* Excerpted data *

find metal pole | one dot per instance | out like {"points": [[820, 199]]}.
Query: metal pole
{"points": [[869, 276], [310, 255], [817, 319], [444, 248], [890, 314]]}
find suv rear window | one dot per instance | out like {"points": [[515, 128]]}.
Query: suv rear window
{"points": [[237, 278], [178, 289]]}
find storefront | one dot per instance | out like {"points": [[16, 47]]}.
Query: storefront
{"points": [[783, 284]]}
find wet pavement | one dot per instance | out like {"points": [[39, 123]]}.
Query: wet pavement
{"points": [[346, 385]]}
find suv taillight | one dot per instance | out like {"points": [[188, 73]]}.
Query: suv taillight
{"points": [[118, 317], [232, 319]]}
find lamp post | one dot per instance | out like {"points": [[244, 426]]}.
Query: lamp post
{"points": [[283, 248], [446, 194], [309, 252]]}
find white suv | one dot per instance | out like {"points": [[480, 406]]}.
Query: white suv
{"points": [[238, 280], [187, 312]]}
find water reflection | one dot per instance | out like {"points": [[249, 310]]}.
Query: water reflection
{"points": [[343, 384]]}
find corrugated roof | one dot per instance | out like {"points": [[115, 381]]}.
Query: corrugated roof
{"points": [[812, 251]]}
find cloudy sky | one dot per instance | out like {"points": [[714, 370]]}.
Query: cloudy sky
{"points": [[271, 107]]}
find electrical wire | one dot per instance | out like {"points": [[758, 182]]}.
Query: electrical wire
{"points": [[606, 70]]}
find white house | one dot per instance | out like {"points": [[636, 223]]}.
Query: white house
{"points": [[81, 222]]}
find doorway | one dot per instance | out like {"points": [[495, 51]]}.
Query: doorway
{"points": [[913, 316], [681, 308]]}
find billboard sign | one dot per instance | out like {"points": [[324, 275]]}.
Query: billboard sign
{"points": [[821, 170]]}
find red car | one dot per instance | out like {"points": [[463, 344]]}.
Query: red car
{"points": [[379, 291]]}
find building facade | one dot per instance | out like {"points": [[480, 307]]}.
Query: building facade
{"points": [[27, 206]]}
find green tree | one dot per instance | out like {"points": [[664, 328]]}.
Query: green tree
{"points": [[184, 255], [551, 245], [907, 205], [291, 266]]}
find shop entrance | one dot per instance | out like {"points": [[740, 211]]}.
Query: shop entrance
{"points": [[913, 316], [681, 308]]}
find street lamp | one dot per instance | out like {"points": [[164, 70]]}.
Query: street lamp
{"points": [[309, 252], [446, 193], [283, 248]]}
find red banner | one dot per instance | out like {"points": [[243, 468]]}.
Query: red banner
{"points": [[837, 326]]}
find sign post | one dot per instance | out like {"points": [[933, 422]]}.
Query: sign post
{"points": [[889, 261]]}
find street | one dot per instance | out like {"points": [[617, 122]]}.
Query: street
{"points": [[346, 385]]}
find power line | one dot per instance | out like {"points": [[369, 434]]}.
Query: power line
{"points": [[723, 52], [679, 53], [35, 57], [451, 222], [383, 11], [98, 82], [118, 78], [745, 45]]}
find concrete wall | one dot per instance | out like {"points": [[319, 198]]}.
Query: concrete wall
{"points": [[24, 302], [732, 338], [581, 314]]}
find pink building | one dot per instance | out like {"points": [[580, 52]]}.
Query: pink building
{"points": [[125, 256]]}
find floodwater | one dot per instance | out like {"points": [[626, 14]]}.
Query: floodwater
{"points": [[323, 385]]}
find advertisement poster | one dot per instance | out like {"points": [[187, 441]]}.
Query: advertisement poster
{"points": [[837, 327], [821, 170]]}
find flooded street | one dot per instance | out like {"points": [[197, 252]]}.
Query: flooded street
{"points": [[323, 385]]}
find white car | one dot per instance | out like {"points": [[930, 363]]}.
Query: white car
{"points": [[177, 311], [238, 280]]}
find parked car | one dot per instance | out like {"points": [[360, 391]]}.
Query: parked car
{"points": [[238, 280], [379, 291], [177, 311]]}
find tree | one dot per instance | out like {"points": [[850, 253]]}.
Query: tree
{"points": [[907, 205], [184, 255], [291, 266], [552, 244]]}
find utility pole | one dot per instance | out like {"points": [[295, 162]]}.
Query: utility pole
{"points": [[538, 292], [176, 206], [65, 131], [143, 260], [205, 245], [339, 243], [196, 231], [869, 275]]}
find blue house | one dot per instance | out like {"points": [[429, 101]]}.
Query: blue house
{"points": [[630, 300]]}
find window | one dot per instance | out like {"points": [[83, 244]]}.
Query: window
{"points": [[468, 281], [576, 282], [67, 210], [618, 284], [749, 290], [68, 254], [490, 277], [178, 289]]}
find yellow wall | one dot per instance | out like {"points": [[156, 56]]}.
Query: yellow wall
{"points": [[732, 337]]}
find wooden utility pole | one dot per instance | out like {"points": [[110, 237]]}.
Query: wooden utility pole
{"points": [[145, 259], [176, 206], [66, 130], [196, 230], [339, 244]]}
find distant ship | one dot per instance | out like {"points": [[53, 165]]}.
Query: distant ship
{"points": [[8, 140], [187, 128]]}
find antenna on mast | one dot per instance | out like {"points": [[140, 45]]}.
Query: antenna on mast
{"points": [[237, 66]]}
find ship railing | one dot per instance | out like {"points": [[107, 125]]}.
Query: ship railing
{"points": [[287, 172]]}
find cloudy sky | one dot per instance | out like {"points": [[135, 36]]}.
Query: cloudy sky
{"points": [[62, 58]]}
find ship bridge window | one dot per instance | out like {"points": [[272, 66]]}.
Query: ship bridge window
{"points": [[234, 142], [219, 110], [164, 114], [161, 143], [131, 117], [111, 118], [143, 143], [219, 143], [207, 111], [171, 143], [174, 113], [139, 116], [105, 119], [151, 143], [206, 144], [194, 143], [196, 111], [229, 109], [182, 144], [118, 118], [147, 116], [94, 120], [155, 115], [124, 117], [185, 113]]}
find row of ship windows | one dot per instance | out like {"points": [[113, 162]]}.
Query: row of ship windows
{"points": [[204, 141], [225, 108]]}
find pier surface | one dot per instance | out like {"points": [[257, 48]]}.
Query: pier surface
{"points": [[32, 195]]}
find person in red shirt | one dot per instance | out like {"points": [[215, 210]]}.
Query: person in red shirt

* Required work *
Reproduce exactly the first line of the listing and every line after it, through the one containing "find storefront |". Nothing else belongs in the output.

* Answer box *
find metal pole | one dot per instance | out like {"points": [[820, 199]]}.
Query: metal pole
{"points": [[869, 276], [310, 255], [817, 319], [444, 248], [890, 314]]}
find suv rear window | one dot per instance | out like {"points": [[515, 128]]}.
Query: suv rear window
{"points": [[237, 278], [178, 289]]}
find storefront | one dot per instance | out like {"points": [[16, 47]]}.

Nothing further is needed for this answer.